● WHAT IS BEING ASKED
Can you pull together every line in the records below that contains the word "shirt" and copy each one out?

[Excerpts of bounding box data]
• • • • • • •

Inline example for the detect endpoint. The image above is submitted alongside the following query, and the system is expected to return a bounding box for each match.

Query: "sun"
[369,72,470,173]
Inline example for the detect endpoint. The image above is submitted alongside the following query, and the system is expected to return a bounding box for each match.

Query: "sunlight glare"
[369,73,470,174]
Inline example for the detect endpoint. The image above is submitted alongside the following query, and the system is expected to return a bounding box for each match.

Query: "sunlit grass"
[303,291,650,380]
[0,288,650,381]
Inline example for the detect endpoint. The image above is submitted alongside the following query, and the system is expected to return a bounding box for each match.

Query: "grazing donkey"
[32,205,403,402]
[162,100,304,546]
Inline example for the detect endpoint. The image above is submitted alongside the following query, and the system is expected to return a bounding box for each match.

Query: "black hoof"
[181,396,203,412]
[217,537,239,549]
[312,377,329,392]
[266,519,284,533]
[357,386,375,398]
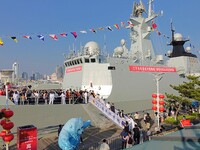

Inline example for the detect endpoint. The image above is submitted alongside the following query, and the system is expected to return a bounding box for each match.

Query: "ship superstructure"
[63,0,200,112]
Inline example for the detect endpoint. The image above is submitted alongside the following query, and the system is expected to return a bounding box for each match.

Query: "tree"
[165,75,200,120]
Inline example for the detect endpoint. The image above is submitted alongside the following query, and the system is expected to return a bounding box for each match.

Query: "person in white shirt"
[99,139,110,150]
[49,91,55,105]
[13,91,19,105]
[60,92,66,104]
[84,90,88,104]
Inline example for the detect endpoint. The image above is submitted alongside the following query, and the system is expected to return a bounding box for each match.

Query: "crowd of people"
[3,87,97,105]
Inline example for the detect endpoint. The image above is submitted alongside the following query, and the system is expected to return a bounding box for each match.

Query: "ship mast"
[148,0,153,17]
[130,0,158,64]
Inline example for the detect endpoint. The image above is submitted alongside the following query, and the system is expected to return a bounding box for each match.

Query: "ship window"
[91,58,96,63]
[85,58,90,63]
[108,66,115,70]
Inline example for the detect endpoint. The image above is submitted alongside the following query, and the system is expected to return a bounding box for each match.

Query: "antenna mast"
[148,0,153,17]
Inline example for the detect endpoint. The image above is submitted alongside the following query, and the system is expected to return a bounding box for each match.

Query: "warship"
[62,0,200,110]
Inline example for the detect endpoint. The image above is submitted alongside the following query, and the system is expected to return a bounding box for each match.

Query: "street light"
[153,73,164,128]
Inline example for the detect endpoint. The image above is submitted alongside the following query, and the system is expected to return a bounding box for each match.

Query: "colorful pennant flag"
[152,23,157,29]
[0,38,3,46]
[107,26,113,31]
[114,24,120,30]
[49,34,58,40]
[37,35,44,41]
[60,33,67,37]
[71,32,78,38]
[90,29,97,33]
[23,35,32,40]
[80,30,87,33]
[127,21,134,27]
[98,27,104,30]
[11,36,18,43]
[121,22,126,27]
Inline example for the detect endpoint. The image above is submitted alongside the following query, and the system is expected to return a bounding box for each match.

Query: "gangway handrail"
[89,98,126,129]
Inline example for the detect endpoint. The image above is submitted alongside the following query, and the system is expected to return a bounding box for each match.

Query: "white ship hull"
[63,0,200,112]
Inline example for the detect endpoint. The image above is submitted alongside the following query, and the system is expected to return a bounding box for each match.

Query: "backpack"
[128,136,133,144]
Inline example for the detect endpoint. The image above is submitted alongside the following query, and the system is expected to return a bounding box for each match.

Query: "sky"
[0,0,200,74]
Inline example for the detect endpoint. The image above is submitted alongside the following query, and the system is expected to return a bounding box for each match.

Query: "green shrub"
[178,115,196,121]
[164,117,179,125]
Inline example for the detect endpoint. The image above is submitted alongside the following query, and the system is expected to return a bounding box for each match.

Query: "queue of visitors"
[1,87,94,105]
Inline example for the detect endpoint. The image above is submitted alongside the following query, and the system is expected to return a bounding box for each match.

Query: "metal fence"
[79,135,121,150]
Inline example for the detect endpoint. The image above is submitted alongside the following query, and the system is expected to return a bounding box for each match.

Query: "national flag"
[71,32,78,38]
[23,35,32,40]
[90,29,97,33]
[98,27,104,30]
[60,33,67,37]
[114,24,120,30]
[0,38,3,46]
[49,34,58,40]
[11,36,18,43]
[121,22,125,27]
[80,30,87,33]
[152,23,157,29]
[107,26,113,31]
[37,35,44,41]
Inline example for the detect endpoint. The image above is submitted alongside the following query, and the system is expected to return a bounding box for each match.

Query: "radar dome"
[84,41,100,55]
[174,33,183,41]
[120,39,126,46]
[114,47,124,55]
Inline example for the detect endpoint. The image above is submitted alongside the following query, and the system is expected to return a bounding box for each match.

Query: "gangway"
[89,98,126,129]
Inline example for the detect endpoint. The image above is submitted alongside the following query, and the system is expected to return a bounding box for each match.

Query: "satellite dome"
[84,41,100,55]
[174,33,183,41]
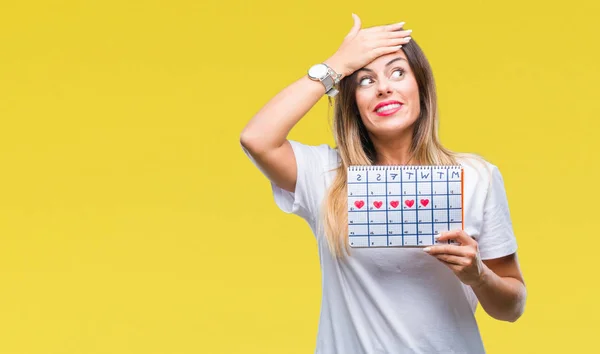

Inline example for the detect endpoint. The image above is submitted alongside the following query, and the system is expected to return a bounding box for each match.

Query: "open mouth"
[375,101,404,116]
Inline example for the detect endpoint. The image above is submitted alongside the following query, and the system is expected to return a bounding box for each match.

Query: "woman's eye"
[358,77,371,86]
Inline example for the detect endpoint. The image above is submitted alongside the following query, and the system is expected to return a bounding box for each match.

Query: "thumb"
[346,14,361,37]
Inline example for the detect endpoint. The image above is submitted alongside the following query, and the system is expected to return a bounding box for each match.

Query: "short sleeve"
[477,165,517,259]
[246,140,337,222]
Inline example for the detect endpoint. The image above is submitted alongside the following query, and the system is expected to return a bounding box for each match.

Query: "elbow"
[240,128,260,152]
[496,286,527,323]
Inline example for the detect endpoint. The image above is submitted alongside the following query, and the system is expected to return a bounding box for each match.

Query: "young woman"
[241,15,526,354]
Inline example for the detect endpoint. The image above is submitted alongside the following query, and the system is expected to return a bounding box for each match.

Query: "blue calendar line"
[348,208,462,213]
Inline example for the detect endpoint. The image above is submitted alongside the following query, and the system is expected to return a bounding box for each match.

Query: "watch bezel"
[308,63,329,81]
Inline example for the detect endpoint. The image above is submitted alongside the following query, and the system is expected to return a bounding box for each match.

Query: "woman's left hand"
[423,230,486,286]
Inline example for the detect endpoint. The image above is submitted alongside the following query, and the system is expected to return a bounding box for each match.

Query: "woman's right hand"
[325,14,412,77]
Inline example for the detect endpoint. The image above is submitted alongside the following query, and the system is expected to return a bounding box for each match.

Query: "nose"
[377,80,392,97]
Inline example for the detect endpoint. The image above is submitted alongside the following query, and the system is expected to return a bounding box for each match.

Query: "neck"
[371,131,414,165]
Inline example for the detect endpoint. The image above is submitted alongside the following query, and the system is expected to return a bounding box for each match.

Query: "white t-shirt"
[246,141,517,354]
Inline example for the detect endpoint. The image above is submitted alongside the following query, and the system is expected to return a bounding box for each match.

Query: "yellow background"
[0,0,600,354]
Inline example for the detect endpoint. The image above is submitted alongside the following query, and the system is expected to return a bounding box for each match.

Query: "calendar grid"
[446,167,450,234]
[385,173,390,246]
[429,170,435,245]
[366,171,371,247]
[347,165,464,247]
[400,171,405,245]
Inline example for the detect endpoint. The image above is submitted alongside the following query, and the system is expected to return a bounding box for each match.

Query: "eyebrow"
[358,57,406,72]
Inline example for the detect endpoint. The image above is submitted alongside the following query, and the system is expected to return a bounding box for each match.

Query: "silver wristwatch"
[308,63,342,97]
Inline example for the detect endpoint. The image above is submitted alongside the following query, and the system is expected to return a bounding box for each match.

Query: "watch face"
[308,64,327,79]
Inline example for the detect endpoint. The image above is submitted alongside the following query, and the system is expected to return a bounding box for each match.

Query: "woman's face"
[356,51,420,137]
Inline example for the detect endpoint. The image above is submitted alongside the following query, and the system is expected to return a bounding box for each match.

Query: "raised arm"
[240,14,410,192]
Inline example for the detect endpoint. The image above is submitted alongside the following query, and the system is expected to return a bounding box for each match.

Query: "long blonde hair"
[321,38,482,257]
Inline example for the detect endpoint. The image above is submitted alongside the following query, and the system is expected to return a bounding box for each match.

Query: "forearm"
[471,265,527,322]
[240,59,342,153]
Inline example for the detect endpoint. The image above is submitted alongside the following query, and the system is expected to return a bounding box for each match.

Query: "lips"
[373,101,404,112]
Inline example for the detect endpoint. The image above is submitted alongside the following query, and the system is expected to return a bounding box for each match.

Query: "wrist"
[323,58,349,80]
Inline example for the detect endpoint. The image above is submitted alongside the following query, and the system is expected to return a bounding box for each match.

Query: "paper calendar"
[348,165,464,247]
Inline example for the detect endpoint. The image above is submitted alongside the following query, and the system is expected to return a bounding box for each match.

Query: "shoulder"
[457,153,504,199]
[288,140,340,168]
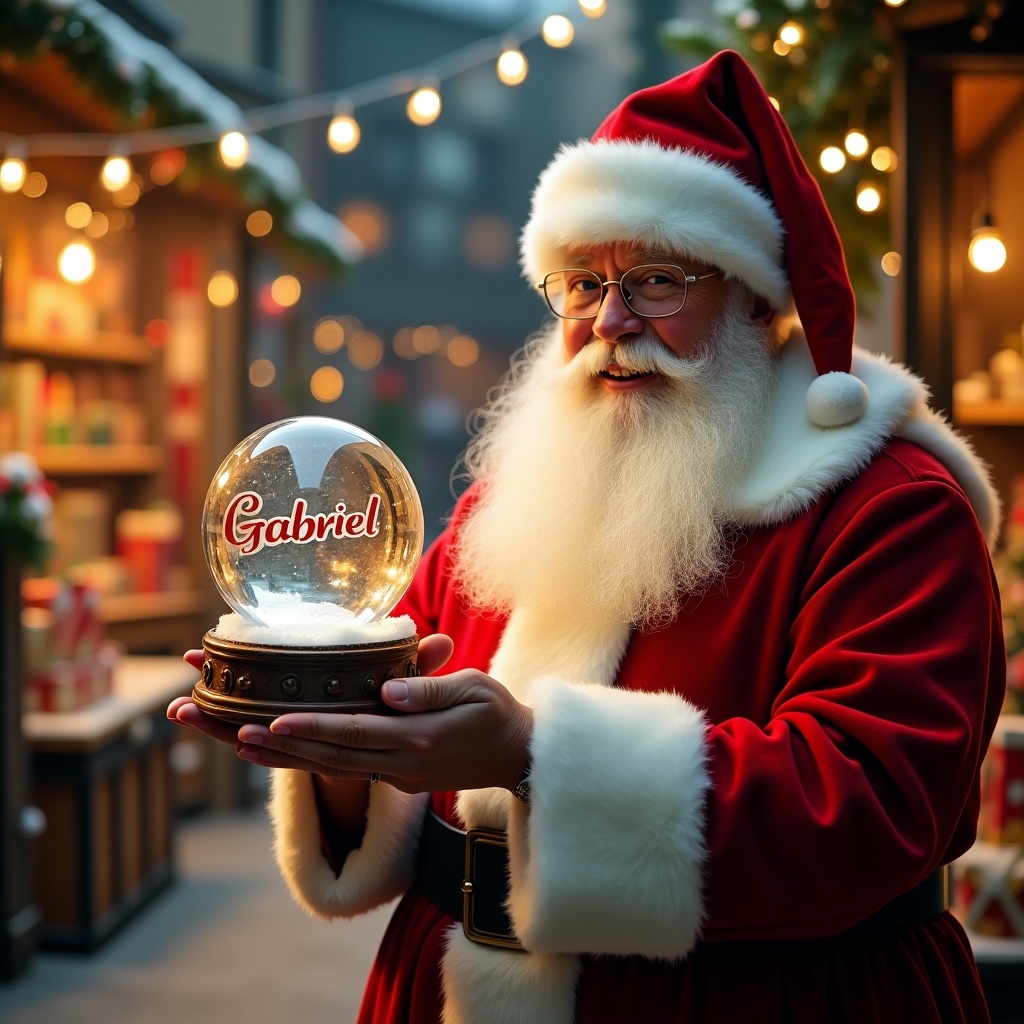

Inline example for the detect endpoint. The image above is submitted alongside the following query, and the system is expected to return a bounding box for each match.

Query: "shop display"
[194,417,423,722]
[953,842,1024,939]
[22,577,121,712]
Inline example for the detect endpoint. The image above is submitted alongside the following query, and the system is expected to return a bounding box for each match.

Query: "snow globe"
[193,416,423,724]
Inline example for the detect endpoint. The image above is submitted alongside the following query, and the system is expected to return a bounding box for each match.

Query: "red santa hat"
[521,50,867,427]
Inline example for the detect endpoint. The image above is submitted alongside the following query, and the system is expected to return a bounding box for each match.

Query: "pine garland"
[0,0,346,273]
[663,0,892,299]
[663,0,1005,300]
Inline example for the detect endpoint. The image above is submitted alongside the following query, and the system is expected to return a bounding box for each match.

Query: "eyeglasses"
[539,263,722,319]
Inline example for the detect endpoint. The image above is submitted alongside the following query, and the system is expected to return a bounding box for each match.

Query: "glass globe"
[203,416,423,630]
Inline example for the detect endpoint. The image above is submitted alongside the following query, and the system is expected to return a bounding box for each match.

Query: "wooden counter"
[23,657,197,950]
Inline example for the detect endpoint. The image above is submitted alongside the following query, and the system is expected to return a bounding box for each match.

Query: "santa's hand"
[167,633,453,746]
[230,637,532,793]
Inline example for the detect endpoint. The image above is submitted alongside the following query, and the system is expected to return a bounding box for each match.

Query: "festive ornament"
[193,417,423,721]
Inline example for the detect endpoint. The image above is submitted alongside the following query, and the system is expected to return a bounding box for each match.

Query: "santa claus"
[170,52,1004,1024]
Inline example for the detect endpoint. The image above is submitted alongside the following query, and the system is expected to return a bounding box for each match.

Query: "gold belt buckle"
[462,828,523,950]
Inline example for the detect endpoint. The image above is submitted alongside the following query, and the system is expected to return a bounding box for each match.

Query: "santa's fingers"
[236,739,395,782]
[256,712,419,751]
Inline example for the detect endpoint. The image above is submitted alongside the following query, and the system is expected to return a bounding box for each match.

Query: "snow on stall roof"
[71,0,362,262]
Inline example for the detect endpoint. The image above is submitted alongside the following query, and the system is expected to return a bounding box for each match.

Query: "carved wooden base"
[193,630,420,725]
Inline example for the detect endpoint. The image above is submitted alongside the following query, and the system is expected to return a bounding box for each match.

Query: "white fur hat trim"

• • • • • • •

● SOLUTION TO THIS EXERCISE
Query: "person in white shirt"
Query: "white t-shirt"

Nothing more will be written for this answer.